▶ _STUDY TEXT_:

►

Rather than Easter eggs, these objects were homemade “tick tubes,” our attempt to trick mice into poisoning some of the black-legged ticks that want to transmit viruses for Lyme and other diseases into our bloodstreams.
Tick tubes are, as you might expect, small tubes. They are filled with cotton soaked in permethrin, an effective and long-lasting insecticide.
You put them where mice like to scurry, such as next to stone walls or alongside your house foundation. The hope is that white-footed mice – a major carrier of what are often called deer ticks – will take the cotton home and use it to make their nests. There, the poison will kill the ticks riding on the mice, so those eight-legged disease-carriers won’t drop off the mouse’s back in the middle of your yard and then grab you as you walk past.
That’s the hope, anyway. Researchers are cautious about their effectiveness because ticks are brought into our yards by a variety of animals. Entomologist Alan Eaton, UNH’s retired guru of all things bug-related, noted in 2016 that “most field trials had disappointing results.”
But I figure tick tubes can’t hurt, especially since these were free.
You can buy ticks tubes at hardware stores and online, but you can also make your own by soaking cotton balls in permethrin and shoving them inside what small tubes you have.
Some people use permanent tubes such as 6-inch segments of PVC pipe, but I use old cardboard tubes because I’m cheap. In fact, I’m too cheap to buy cotton balls.
My tick-tube experiment got a running start because we already had two dozen old toilet-paper tubes stuffed with dryer lint down in the basement.
I made those as fire-starters for the woodstove because lint from natural fabrics is really combustible. I’ve even put a handful of dryer lint in our winter hiking emergency kit, in case we ever get lost or hurt in the woods and need to quickly light a fire.
My wife and I removed the lint and put it in a box, added some cotton from the tops of medicine bottles, and sprayed it all with a 10 percent permethrin solution, which you can get at your local hardware store. We shoved this mix back in the cardboard tubes (while wearing gloves, of course) and then scattered them around our property.

◄

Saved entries
►

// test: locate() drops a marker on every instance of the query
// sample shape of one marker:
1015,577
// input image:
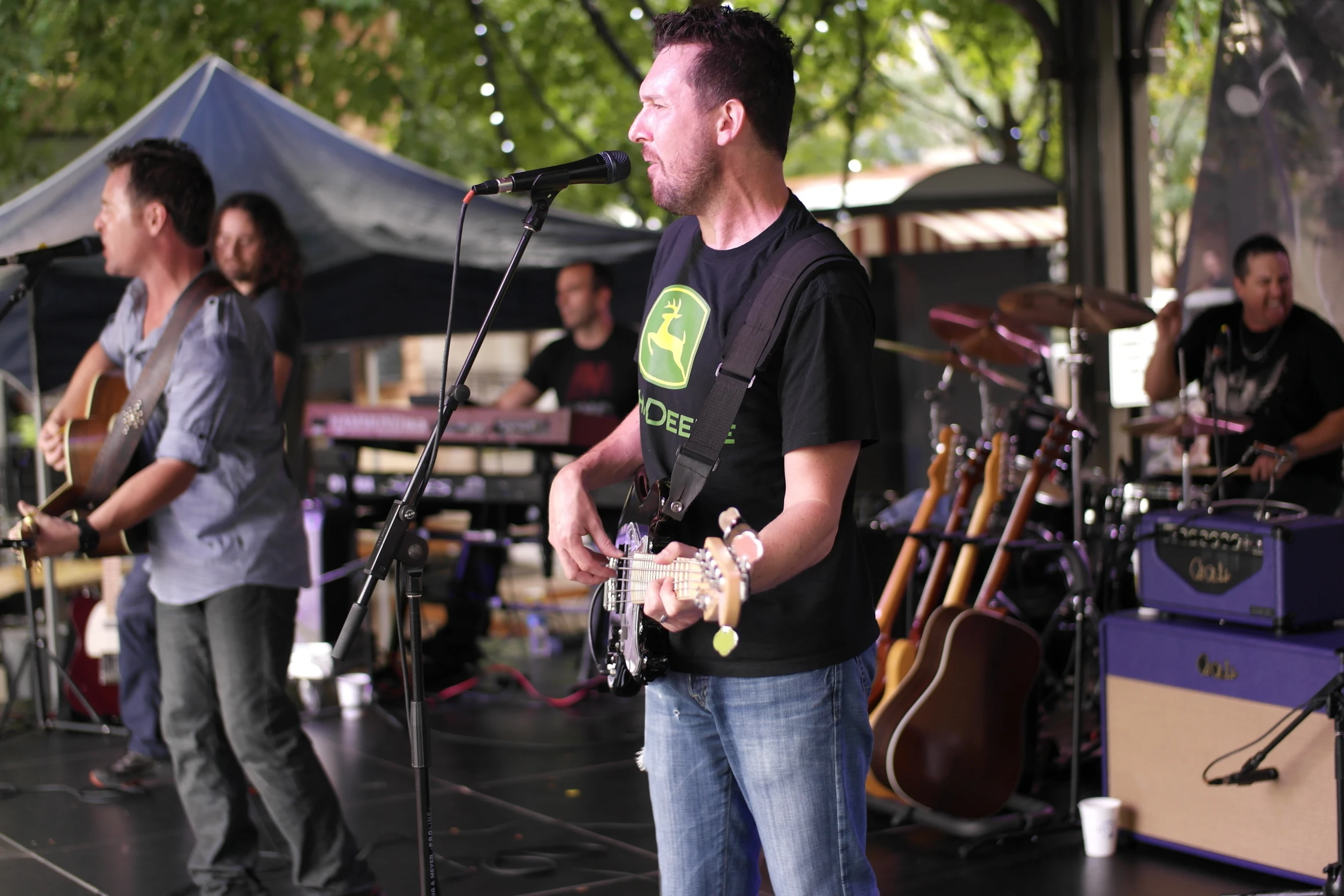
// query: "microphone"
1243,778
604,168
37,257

◄
►

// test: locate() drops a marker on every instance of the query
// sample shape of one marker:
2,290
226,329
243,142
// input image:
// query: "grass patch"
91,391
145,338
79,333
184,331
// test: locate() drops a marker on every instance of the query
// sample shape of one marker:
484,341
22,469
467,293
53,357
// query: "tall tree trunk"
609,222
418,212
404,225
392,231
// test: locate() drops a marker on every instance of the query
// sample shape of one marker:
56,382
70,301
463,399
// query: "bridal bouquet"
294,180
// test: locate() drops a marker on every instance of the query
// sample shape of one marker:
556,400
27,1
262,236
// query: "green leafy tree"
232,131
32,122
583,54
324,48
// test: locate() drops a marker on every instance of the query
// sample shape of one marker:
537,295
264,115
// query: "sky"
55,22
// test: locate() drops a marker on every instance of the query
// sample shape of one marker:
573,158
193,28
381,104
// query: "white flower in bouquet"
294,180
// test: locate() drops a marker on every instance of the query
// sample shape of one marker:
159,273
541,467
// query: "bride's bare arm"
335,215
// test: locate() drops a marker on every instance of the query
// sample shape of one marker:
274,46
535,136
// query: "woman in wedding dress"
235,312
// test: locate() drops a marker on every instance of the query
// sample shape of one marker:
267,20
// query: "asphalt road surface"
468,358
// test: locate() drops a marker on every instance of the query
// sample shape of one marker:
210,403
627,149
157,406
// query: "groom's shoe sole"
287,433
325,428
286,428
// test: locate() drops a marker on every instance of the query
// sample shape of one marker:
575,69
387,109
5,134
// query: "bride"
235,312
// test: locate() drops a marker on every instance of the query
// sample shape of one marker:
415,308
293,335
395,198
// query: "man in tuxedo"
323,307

◄
►

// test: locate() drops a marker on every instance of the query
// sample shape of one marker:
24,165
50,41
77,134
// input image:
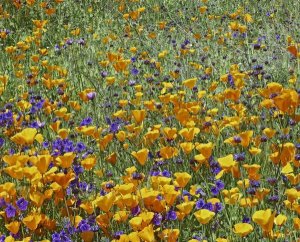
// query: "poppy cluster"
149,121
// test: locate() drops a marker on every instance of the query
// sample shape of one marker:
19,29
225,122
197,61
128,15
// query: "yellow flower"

◄

▶ _TASKS TO CARRY OUT_:
1. Decide whether each statement below agrees with the tick-tube text: (a) tick tubes are filled with cotton soaked in permethrin; (b) most field trials of tick tubes produced encouraging results; (c) the writer bought new tubes for the experiment. For each, answer yes or no and quote the deciding words of the text.
2. Resume the tick-tube text, starting right after its final sentence.

▶ _TASK-BY-TASK OUTPUTS_:
1.
(a) Yes: "They are filled with cotton soaked in permethrin, an effective and long-lasting insecticide."
(b) No: "most field trials had disappointing results."
(c) No: "we already had two dozen old toilet-paper tubes stuffed with dryer lint down in the basement."

2.
Will they work? And how will we know?
If the lint disappears, we’ll know that some critters are taking it, but there’s no way to measure any resulting tick death or changes in local arachnid population. All I can do is assume – hope, really – that it will.
In this, using tick tubes is an act of faith, like lighting a candle in church or casting a vote for president. It may not make a difference, but at least it makes me feel better.
If this effort means that just one tick dies a slow, horrible death from insecticide poisoning, it’ll be worth it.
I agree that the ticks are a nightmare now for those of us that enjoy the outdoors. But I’m not certain about your statement that “tick tubes can’t hurt”. The Cornell Extension Toxicology Network website says in regard to spraying with permethrin:
“Permethrin is extremely toxic to bees. Severe losses may be expected if bees are present at treatment time, or within a day thereafter. Permethrin is also toxic to wildlife. It should not be applied, or allowed to drift, to crops or weeds in which active foraging takes place”.
What are your thoughts about guinea hens?
That’s all correct – as you’d expect from Cornell. It’s why I don’t spray my property for ticks.
But tick tubes are so very focused and specialized in application – the permethrin wears off in a week or two, maybe less – that it seems like the accidental damage is pretty limited.